Task set =>
[1] In the forum thread on falling iron ore prices, what share of gold demand is said to come from jewelry?
[2] Extend the forum thread on falling iron ore prices beyond its final post.
-------- Document passage --------
Iron ore dropping

ok, I was not including stores of wealth [such as bullion]. I was primarily referring to industrial uses and comparing it to other similar hard assets in the basket like platinum or silver. In that comparison, both platinum and silver have significantly more industrial uses than gold.

By the way, I like your screen name- hobo...despite you dealing with gold/silver bullion. I don't know anyother hobo's that have such a hobby:D
Fair enough, definitely agree that Gold is much less of an industrial metal than silver and platinum. Gold's lack of 'practical' uses & resultant stock to flow ratio are attributes that make Gold useful as a wealth reserve asset.

Once I have enough precious metal bricks I will build my house out of them ;)
 
Iron Ore is a Steel at these prices ;)

Few views you can take.

Short-term, if the AUD goes up, commodity punters will switch to punting iron ore prices because one is kind of a proxy for the other.

Medium-term, China housing construction is important.

Long-term, you'd have to work out at whether if prices fall more, producers such as Atlas Iron will be impacted. Once the likes of Atlas and Grange are impacted, there are few producers left in Australia and prices should find a floor.
 
I'm well aware of Gold's uses. Note that I was responding to peter fraser's comment "The only demand for gold is in jewellery" which is factually incorrect. Technically jewellery demand makes up around 50-60%, with industrial & investment demand (coins, bars, ETFs and Central Banks) making up the balance. However, most of the jewellery demand is from China and India, arguably a lot of this is purchased as a store of wealth, a savings vehicle or investment asset, despite it being purchased in the form of jewellery. So even to claim firmly that most is used (only) for jewellery is misleading at best given that it's a mixed use asset.

Interesting that both Russia and China, two countries plagued with turmoil of over the last century are both big accumulators of gold.
 
Few views you can take.

Short-term, if the AUD goes up, commodity punters will switch to punting iron ore prices because one is kind of a proxy for the other.

Medium-term, China housing construction is important.

Long-term, you'd have to work out at whether if prices fall more, producers such as Atlas Iron will be impacted. Once the likes of Atlas and Grange are impacted, there are few producers left in Australia and prices should find a floor.

AGO was around $4.20 at its peak...now

ago
 
Few views you can take.

Short-term, if the AUD goes up, commodity punters will switch to punting iron ore prices because one is kind of a proxy for the other.

Medium-term, China housing construction is important.

Long-term, you'd have to work out at whether if prices fall more, producers such as Atlas Iron will be impacted. Once the likes of Atlas and Grange are impacted, there are few producers left in Australia and prices should find a floor.

Short/medium term:
agree with you.

Long term: more complicated, more moving parts, iron ore is not just Australia.
-------- Supplied data --------
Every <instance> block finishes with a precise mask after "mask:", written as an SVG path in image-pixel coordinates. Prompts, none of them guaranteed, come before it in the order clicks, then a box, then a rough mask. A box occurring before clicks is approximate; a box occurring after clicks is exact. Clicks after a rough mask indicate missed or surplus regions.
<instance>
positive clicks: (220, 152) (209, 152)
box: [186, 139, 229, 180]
--------
Expected outputs =>
[1] Around 50-60%.

[2]
Australian components will be influenced by
(a) market US$ iron ore price
(b) AU$
(c) China's strategic motives in allowing the big 3 to control production and price
(d) from (c) above, China's willingness to prop up local producers (China producers) at a loss
(e) foreign smaller player output relative to their foreign currency
(f) China's future internal consumption levels
(g) China's future exchange rate (given its a major global steel producer)
(h) seaborne travel costs.
blah blah blah
 
If people want to touch iron-ore related plays then suggest the service providers to these mines.

They are being priced as though they will go bankrupt.

If they manage to continue to supply then they could be very good value.
 
If people want to touch iron-ore related plays then suggest the service providers to these mines.

They are being priced as though they will go bankrupt.

If they manage to continue to supply then they could be very good value.

Which type of service providers are you thinking of? In my experience having worked in Mount Isa and the Gulf for a very long time, the production phase, which is where a lot of these mines are at, use the least number of personnel and services. The construction phase usually uses the most personnel and associated services.

Major maintenance works to re-equip a mine may also use a lot of services and personnel but these are less common than one might think.

Most of the mining services companies are down 30-40% and some have delisted. Given that most companies would usually build a bank with rising prices before increasing production further, and therefore needing more services, I would think you would see rising producer share prices before mining service companies. How many new major service contracts have been offered in the last year, I wonder?

So I am wondering what type of services you might mean?

Cheers

Shane
 
flow on effects

First gold price came down in 2011, now iron ore is going down, AUD is also going down. Oil price is also going down.

Now even the ASX is going down as well.

China slowdown WILL be felt in Australia.

Tide is going out now and will wait for no man.

Which other highly leveraged asset class will be the next to go down? I wonder.
 
First gold price came down in 2011, now iron ore is going down, AUD is also going down. Oil price is also going down.

Now even the ASX is going down as well.

China slowdown WILL be felt in Australia.

Tide is going out now and will wait for no man.

Which other highly leveraged asset class will be the next to go down? I wonder.


Are you saying its going to be felt in the property marker here in AUS, or being slightly sarcastic with that wink?
 
Which type of service providers are you thinking of? In my experience having worked in Mount Isa and the Gulf for a very long time, the production phase, which is where a lot of these mines are at, use the least number of personnel and services. The construction phase usually uses the most personnel and associated services.

Major maintenance works to re-equip a mine may also use a lot of services and personnel but these are less common than one might think.

Most of the mining services companies are down 30-40% and some have delisted. Given that most companies would usually build a bank with rising prices before increasing production further, and therefore needing more services, I would think you would see rising producer share prices before mining service companies. How many new major service contracts have been offered in the last year, I wonder?

So I am wondering what type of services you might mean?

Cheers

Shane

very happy to have your view points.

I have exposure to:

Alliance Aviation (fly in fly out + other contracts)
Logicams (software)
Mc Alaleese (transportation)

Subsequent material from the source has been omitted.